** begin Page text **

The process of model selection involves choosing the most appropriate model from a set of potential candidates based on their predictive performance. Model selection techniques are essential to identify the model that best balances complexity and accuracy without overfitting or underfitting the data.

Among the various strategies for model selection, three popular methods are Best Subset Selection, Forward Selection, and Backward Selection. Each method has a distinct approach to selecting variables.

In the following sections, we will explore each of these methods in detail, highlighting their procedures, advantages, and when to use them."



# Running Example: Predicting Wages

Our objective today is to construct a model of individual wages

$$
w = f(X) + u 
$$

where w is the  wage, and X is a matrix that includes potential explanatory variables/predictors. In this problem set, we will focus on a linear model of the form

\begin{align}
 ln(w) & = \beta_0 + \beta_1 X_1 + \dots + \beta_p X_p  + u 
\end{align}

were $ln(w)$ is the logarithm of the wage.

** end Page text **

▸ Requests
• a. Duplicate the model selection text from "Among the various" to "to selecting variables.".
• b. According to the model selection text, why are model selection techniques essential? Answer in one to three sentences.
• c. Write the next part of the model selection text, picking up after its final sentence.
The listing that follows has no connection to the model selection text.

** begin Data shown **

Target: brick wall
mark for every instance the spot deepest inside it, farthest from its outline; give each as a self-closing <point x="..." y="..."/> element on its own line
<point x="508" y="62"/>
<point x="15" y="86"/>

** end Data shown **

▸ The responses
• a.
Among the various strategies for model selection, three popular methods are Best Subset Selection, Forward Selection, and Backward Selection. Each method has a distinct approach to selecting variables.

• b. Model selection techniques are essential because they identify the model that best balances complexity and accuracy. They do this without overfitting or underfitting the data.

• c.
To illustrate I'm going to use a sample of the NLSY97. The NLSY97 is  a nationally representative sample of 8,984 men and women born during the years 1980 through 1984 and living in the United States at the time of the initial survey in 1997.  Participants were ages 12 to 16 as of December 31, 1996.  Interviews were conducted annually from 1997 to 2011 and biennially since then.  

Let's load the packages and the data set:

In [None]:
#install.packages("pacman") #for google colab

In [None]:
#packages
require("pacman")
p_load("tidyverse")

nlsy <- read_csv('https://raw.githubusercontent.com/ignaciomsarmiento/datasets/main/nlsy97.csv')

nlsy <- nlsy  %>%   drop_na(educ) #dropea los valores faltantes (NA)

In [None]:
colnames(nlsy[1:21])

In [None]:
table(nlsy$yhea_100_1997)

Let's keep a subset of these predictors

In [None]:
nlsy<- nlsy[1:15]

In [None]:
dim(nlsy)

### Best Subset Selection


1.  Let $M_0$ denote the null model, which contains no predictors. This
    model simply predicts the sample mean for each observation.

2.  For $k=1,2,\dots,p$:

    1.  Fit all $\binom{p}{k}$ models that contain exactly k predictors

    2.  Pick the best among these $\binom{p}{k}$ models, and call it
        $M_k$. Where *best* is the one with the smallest $MSE$

3.  Select a single best model from among $M_0,\dots, M_p$, using cross-validated prediction error, Cp (AIC), BIC, or adjusted R2.

In [None]:
p_load("leaps")

#performs step 2
subset<-regsubsets(lnw_2016 ~ ., method="exhaustive",nvmax=14,data = nlsy)

summary(subset)

In [None]:
# step 3
best_subset <- summary(subset)


data.frame(
  Adj.R2 = which.max(best_subset$adjr2),
  CP = which.min(best_subset$cp),
  BIC = which.min(best_subset$bic)
)

In [None]:
coef(subset,6)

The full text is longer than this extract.